■ **The problem**
Below is a listing; write it out exactly and drop any images from it.

──────── Data for this task

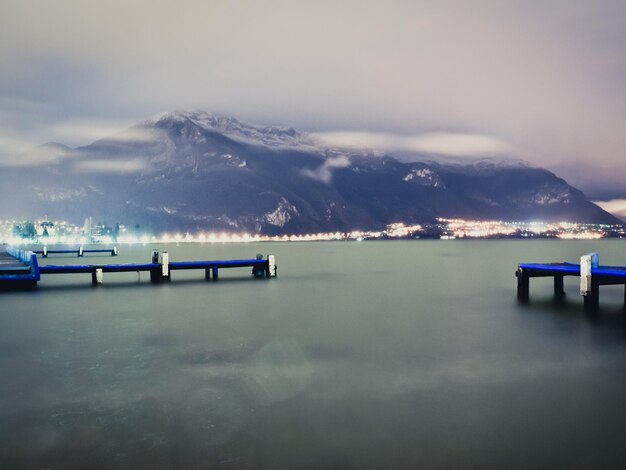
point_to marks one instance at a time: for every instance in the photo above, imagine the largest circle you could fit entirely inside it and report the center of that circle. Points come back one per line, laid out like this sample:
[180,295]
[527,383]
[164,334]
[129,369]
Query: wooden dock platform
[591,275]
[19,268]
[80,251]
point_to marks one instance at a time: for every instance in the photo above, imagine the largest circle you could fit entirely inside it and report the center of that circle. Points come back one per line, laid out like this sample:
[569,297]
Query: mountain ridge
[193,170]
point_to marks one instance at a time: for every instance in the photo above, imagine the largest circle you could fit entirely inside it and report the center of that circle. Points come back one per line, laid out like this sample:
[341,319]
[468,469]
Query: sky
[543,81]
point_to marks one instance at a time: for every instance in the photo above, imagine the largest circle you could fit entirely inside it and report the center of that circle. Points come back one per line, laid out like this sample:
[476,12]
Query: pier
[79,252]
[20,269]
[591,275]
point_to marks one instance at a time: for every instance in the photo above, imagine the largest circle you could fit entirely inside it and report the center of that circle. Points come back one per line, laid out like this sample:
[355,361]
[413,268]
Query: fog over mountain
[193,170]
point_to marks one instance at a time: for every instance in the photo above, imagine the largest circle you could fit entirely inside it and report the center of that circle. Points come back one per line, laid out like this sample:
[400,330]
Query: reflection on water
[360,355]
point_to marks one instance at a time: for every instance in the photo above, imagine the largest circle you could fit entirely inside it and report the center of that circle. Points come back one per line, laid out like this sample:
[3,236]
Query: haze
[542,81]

────────────────

■ **Response for this exercise**
point_to marks one instance at a time: for every instance in the photo above, imagine the largest circle you could fit entirely inside it and report the center of that circle. Points come back one per line, laid out like this sample:
[180,295]
[527,383]
[164,334]
[129,369]
Query: wooden dock platform
[591,275]
[19,268]
[80,251]
point_to marks one instance at a time: for every instance in the photo above, imagine the largest circle you could fit entirely inside it and report the center of that circle. Points come back one per line, laid out like this sample:
[569,297]
Query: mountain ridge
[193,170]
point_to marks one instance at a time: for every instance in the photo above, imagine the largest circle you could fit entirely inside it and report the center of that circle. Points come back one per line, laid out like this sample:
[341,319]
[468,469]
Query: sky
[543,81]
point_to marks one instance at a time: for every instance in the photo above, imagine the largest circle you could fit entirely inside it and report the center of that circle. Points come back one per line, laid out like this sample:
[476,12]
Query: pier
[79,252]
[20,269]
[591,275]
point_to marks one instance at a time: for every instance in the photo above, imagine the largest circle you could fit entirely inside it and report the center of that circle. Points come back one per line, laid out like this sample:
[355,361]
[413,268]
Query: fog over mountain
[193,170]
point_to marks one instance at a time: for every instance in the photo above, imagine the largest circle you could fit entirely inside it and report the center of that circle. Points come back one per line, laid out like this sample:
[400,330]
Query: reflection on water
[360,355]
point_to marks one instance at a time: for every instance in the photo above, imagine the largest circle you could fit entirely inside it and report the center of that circle. Points come back one per line, laid out like this sample:
[3,236]
Query: haze
[542,81]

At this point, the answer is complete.